# EXERCISE
Arrange the entries below as a two-column CSV with the headers text and answer, one row per entry. Put each entry's wording and its answer in one quoted field each, with line breaks replaced by spaces.

Labeled-object pointing entries:
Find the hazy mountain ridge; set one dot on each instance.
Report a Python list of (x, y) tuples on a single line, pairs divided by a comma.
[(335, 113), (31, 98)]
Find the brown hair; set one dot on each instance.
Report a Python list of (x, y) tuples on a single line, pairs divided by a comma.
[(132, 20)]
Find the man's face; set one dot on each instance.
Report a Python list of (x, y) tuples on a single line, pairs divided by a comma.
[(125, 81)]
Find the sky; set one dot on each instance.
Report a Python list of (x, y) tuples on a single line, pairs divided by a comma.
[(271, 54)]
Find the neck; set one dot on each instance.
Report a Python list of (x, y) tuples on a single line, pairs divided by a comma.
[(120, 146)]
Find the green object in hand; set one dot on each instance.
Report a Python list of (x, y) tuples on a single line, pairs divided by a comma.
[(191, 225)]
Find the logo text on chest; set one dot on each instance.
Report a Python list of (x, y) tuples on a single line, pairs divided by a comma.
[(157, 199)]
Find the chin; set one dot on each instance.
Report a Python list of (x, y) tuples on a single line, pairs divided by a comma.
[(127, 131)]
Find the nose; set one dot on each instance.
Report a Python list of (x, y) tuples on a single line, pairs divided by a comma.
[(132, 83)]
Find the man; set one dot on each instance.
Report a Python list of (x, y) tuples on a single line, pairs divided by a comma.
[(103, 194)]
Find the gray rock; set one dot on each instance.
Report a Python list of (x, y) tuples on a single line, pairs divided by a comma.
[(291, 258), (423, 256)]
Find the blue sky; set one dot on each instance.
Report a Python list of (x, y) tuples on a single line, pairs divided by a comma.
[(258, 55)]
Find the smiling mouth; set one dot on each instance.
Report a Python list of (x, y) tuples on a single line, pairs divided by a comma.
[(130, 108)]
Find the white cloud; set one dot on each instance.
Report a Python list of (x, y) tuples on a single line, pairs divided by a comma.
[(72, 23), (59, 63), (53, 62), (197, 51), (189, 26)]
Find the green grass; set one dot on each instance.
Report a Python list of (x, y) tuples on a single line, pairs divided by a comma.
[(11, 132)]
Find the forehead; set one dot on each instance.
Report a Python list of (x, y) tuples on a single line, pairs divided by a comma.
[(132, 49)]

# TASK ANSWER
text,answer
"Find the hazy mountain ridge; set one dot on each instance. Report a Python list of (x, y) tuples on a single line, pairs divided by a comma.","[(335, 113), (31, 98)]"
"Find the brown hair; set one dot on each instance. Report a Python list of (x, y) tuples on a single line, pairs divided by a comma.","[(132, 20)]"
"Find the man's face; set one dot on each instance. Report a Python list of (x, y) tuples on a single line, pairs divided by a comma.","[(125, 81)]"
"Find the sky; set one dot on each instance. Report a Python list of (x, y) tuples on a single line, pairs divided by a comma.","[(271, 54)]"
"Find the neck; set one dot on each instance. Report a Python list of (x, y) tuples on a single line, pairs divided by a comma.","[(120, 146)]"
"Find the green object in hand; set one dot on each instance. Report a Python list of (x, y) tuples on a single line, pairs divided by a comma.","[(191, 225)]"
"Find the logo text on chest; set one dot on each instance. Report a Python list of (x, y) tuples on a single line, pairs divided by a comma.","[(157, 199)]"
"Find the chin; set one dot on each instance. Report a Python list of (x, y) tuples on a single line, pairs divided by a comma.","[(127, 131)]"
"Find the nose; set one dot on each instance. Report a Python list of (x, y) tuples on a single line, pairs divided by a comma.","[(132, 83)]"
"Find the man; set one dot on each instance. Report a Python list of (x, y) tuples on a single line, pairs divided by a comma.","[(103, 194)]"
"Find the gray rock; set one dot on each instance. Report a Python list of (x, y) tuples on a single line, pairs divided by a comma.","[(291, 258), (423, 256)]"
"Find the blue sky; set one dot on each instance. Report a Python list of (x, y) tuples on a single line, pairs divided by a comma.","[(258, 55)]"
"Find the smiling mouth; set one dot on each instance. Report a Python list of (x, y) tuples on a single line, pairs divided by a comma.","[(130, 108)]"
"Find the white cloud; set one dot on each instance. Report a Python list of (x, y) tuples on a single line, pairs divided by a comma.","[(72, 23), (59, 63), (53, 62), (197, 51), (189, 26)]"
"Find the green grass; set one dot on each instance. Report a Python list of (x, y) tuples on a single line, pairs divided by a comma.","[(11, 132)]"
"Find the forehead; set one dot on each instance. Report a Python list of (x, y) tuples on a single line, pairs divided by a comma.","[(132, 49)]"